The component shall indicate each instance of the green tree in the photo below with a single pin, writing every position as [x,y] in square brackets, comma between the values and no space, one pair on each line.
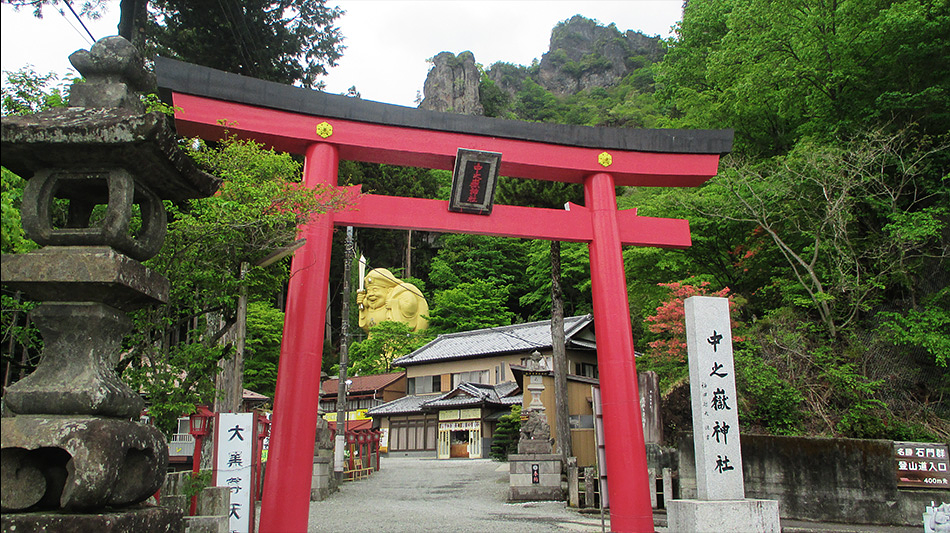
[470,305]
[507,433]
[288,41]
[780,71]
[386,341]
[471,258]
[265,329]
[852,222]
[257,209]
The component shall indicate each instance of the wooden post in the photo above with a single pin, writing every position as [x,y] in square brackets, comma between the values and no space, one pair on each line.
[589,487]
[573,489]
[559,356]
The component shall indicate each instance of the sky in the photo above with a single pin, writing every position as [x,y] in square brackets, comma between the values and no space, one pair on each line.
[387,41]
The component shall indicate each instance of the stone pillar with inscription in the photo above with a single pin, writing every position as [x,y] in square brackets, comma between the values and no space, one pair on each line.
[721,504]
[74,456]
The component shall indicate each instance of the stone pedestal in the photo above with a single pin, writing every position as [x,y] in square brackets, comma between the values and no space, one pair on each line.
[71,443]
[534,477]
[723,516]
[151,519]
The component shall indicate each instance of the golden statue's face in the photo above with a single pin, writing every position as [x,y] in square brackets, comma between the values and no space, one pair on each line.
[375,295]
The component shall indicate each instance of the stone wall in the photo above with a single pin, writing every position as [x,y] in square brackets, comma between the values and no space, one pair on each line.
[834,480]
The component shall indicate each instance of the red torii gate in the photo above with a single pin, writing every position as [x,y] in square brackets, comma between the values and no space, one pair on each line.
[327,128]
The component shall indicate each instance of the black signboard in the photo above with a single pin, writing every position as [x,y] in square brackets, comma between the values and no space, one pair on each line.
[473,182]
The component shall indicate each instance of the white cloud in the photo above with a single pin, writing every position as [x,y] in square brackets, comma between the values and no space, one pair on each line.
[387,42]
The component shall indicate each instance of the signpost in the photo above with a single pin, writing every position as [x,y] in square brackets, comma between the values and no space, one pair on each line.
[922,465]
[234,467]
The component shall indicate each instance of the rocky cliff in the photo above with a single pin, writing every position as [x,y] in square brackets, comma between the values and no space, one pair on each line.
[582,54]
[452,84]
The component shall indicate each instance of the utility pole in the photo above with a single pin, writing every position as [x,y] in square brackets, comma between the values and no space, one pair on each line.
[559,357]
[344,352]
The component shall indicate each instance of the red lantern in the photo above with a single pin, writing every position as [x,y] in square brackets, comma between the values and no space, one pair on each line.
[199,422]
[199,425]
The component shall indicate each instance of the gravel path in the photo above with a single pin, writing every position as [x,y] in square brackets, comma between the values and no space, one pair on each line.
[418,495]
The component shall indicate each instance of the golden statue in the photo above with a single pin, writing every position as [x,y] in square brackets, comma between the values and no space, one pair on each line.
[386,297]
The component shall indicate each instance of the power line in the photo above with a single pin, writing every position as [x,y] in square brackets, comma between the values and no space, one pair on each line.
[73,26]
[81,23]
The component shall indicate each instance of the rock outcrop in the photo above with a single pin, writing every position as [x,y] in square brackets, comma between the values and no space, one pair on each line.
[582,54]
[452,84]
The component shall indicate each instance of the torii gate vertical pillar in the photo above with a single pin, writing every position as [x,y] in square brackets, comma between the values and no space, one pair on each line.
[630,507]
[286,501]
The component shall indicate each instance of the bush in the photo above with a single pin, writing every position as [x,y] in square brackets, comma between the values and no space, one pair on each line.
[505,438]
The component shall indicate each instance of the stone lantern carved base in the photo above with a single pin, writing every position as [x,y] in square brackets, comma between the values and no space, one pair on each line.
[70,462]
[150,519]
[81,347]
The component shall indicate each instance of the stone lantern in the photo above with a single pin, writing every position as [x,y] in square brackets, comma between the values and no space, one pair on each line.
[74,455]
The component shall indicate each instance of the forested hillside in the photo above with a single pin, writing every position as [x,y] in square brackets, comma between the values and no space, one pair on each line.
[827,226]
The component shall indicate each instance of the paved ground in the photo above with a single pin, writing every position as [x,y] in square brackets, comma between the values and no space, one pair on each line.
[417,495]
[469,496]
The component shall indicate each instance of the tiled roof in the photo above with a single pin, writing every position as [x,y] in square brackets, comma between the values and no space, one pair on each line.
[464,395]
[490,341]
[362,384]
[404,405]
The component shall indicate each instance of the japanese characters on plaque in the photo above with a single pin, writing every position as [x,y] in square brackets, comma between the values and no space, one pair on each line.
[712,381]
[473,181]
[234,465]
[922,465]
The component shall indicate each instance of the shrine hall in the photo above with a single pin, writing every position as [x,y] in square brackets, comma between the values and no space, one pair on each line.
[327,128]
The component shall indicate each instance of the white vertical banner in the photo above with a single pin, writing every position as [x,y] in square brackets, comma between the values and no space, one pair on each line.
[712,383]
[234,466]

**WHAT YOU HAVE TO DO**
Reproduce every line of the records above without any change, and leave the pictures out.

**FULL SOLUTION**
The component shall indicate each instance of the green tree in the photo below with a single pin, writing every position as [x,y] in square brackets, comma between the values and no space, one pair on each line.
[470,305]
[507,433]
[288,41]
[780,71]
[386,341]
[471,258]
[265,329]
[852,222]
[257,209]
The component shall indicate each instance of the wooden post in the photo above with a single pin, writing every position as [x,y] in square brackets, comma between the values and no space, one pair on each line.
[589,487]
[573,489]
[559,356]
The component shall indicate each instance of the sky in the photo above with a single pin, writing every position as [x,y] in square brackets, comma between the values and no space, one pair on each line.
[387,41]
The component shall indicate each instance of the stone pillar with inscription in the photo above with a single pin, writing every position as [x,y] in square brackets, comma between the values and no space, one pair on each line.
[721,504]
[74,456]
The component shall indicate each instance of the stone pedestal in the photo above with a single pin, writing every position as [x,y] in square brackets, comma between the values and no space, one pair on each line.
[71,443]
[534,477]
[723,516]
[151,519]
The component shall indicate each instance of the golden statue's face in the photo above with a single pin, writing every position as [x,y] in square brackets, comma between the values and no space, one pair on each line.
[375,295]
The component shall indicate each instance of the stone wall in the photo above with a single pin, writing every position as [x,y] in square brackets, comma between the values and no space, one pair on each line.
[834,480]
The component shall indicate each instance of the red torii gate in the photo above with a single pin, writing every position as [x,y] in square brackets, comma between the values and no space, one pair on each line.
[327,128]
The component shall indicate each instance of the black signboard in the photo above with a single pin, writing every position as [x,y] in square brackets, comma between the values and no space, one pair on each line.
[473,182]
The component shall indicate each instance of the white cloud in the photo above with a single pin, writing every position as [x,y] in square brackets, comma between the values and no space, one pair on each line.
[387,42]
The component shall indicate each instance of the signpost in the photo above with a single pin, writing every position as [x,y] in square brackets, comma between the values and no space, one pair on each line.
[922,465]
[234,467]
The component shall indicate each instance of the rocky cliff in the photo above with a single pin, writing every position as [x,y] in square brackets, comma between the values and no space, one pair on each line.
[582,54]
[452,84]
The component shall indicate each instance of the utility pole in the photo above with a single pin, writing every position as [x,y] in square brackets, comma between the values and no space, one pair on each line.
[559,357]
[344,352]
The component shall indicate each instance of the red lantern in the photo above with a single pin, writing every position as [x,y] in square brackets, comma between the values and no space, one pair on each line.
[199,422]
[199,425]
The component shall indicate each instance of the gravel path in the photo above with a single pin, writing every position as [x,y] in square brackets, comma between the values and no space, one pair on each line.
[418,495]
The component shall indicate each instance of the golden statue in the photo above with a single pin, writing every position as [x,y] in square brackets, comma between the values and no space, one pair on each line.
[386,297]
The component shall indicate each instance of the power line in the photo above with a single pin, writing every position as [x,y] in square brackets, comma between the values and no space, one pair on each line.
[73,26]
[81,23]
The component shall indicate each instance of the rock outcrop in the photo above with a single pin, writing every position as [x,y] in square brackets, comma between the values and no space, one pair on each line.
[582,54]
[452,84]
The component shall indicate each instance of the torii gate vertical pillar in the photo above with a single pin, writing every position as [x,y] in square brackets, comma between the values and no space, one pair on each line.
[630,507]
[286,501]
The component shall indicate each instance of the bush in the photo above with a single pin, writing every position as [x,y] in square brackets, comma between the values and no space, one pair on each line.
[505,438]
The component shall indicate each instance of the stone lantern carved base in the photo above with a single pin, writing every position as [x,y] in square brackets, comma between the values and no space, one pair on each line.
[70,462]
[150,519]
[81,347]
The component shall indicate each instance of the stone lantern in the photo above with a single pin, writing every position as [x,y] in square brackets, comma between the values and no space, one pair on each line.
[74,455]
The component shall indicate each instance of the forested hillside in the photo above with a single pin, writing every position as [x,y] in square brackets, comma between the values and no space, one pair on each line.
[827,226]
The component shall indicate each instance of the paved ground in the photo above with a single pin, writing every position as [x,y] in square brackets, comma between the values and no space, one pair on each line.
[417,495]
[469,496]
The component shall indicate each instance of the tiled roof in the photo above with a single pin, writing every position as [x,y] in square brackets, comma between the values and no space, one pair on each line.
[464,395]
[490,341]
[362,384]
[404,405]
The component shall indicate each instance of the japanese characters on plaque in the photo above with a single pin, writing every position as [x,y] in square brackets, comma between the values and no space, one pair on each line.
[712,381]
[473,181]
[234,465]
[922,465]
The component shall indicate each instance of the shrine hall in the photo above with a single pin, writing every position as [x,y] in square brackets, comma between the values and no space, one pair on each line.
[327,128]
The component shall indicate each instance of the white vertical banner in the photo above with a single pin, writing every position as [x,y] in square brackets, comma between the values and no space, one pair on each line.
[712,383]
[234,466]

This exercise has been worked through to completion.